= What to produce =
This exercise needs the complete data reproduced exactly.

= Records to use =
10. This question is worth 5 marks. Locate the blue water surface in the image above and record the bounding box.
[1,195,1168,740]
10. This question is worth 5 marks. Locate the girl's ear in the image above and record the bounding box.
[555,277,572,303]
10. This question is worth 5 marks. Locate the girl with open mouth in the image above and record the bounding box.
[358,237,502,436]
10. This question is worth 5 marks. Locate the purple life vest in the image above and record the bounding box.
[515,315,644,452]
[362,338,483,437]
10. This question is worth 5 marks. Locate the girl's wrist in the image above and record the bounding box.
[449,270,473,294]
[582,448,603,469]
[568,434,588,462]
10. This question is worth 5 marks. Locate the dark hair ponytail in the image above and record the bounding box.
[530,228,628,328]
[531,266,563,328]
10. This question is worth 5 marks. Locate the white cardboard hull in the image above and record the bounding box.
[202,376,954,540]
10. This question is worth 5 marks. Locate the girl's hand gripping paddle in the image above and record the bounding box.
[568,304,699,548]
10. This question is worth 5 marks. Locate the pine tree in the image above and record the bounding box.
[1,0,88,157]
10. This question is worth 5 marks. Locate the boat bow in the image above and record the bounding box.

= Result for this task =
10. This question is worth 5 marks. Locate the blue water surface in the image above and record the bounding box.
[1,195,1168,740]
10. This question is worth 5 marks. Locate the girl's ear in the image above and record the bounding box.
[555,277,572,303]
10. This question is worth 5 marks. Locate the girl with open mouth in the image above and record the bounding box.
[358,237,502,436]
10. This question is worth 5 marks. Locate the purple life vest in the image above and record the bounding box.
[515,315,644,452]
[362,338,483,437]
10. This question is worth 5 marks. Locate the girl's wrist in the image above and record the bounding box.
[449,270,473,294]
[582,448,603,469]
[568,434,588,462]
10. This question is worth 5 marks. Locate the dark hair ponytail in the image above and record the bounding box.
[530,228,628,328]
[531,266,563,328]
10. This question is worth 5 marks. Locate the white cardboard hull in the image above and record the bounding box.
[202,376,954,540]
10. This question is worth 5 marks. Locate the girl's hand gripping paddle in the image above and record the bounding box.
[568,304,699,548]
10. This question is worth 5 marks. Locate the pine tree in the image above and record the bounding box.
[1,0,88,157]
10. This question is worth 5 marks. Locate the boat bow in the image above and record the bounding box.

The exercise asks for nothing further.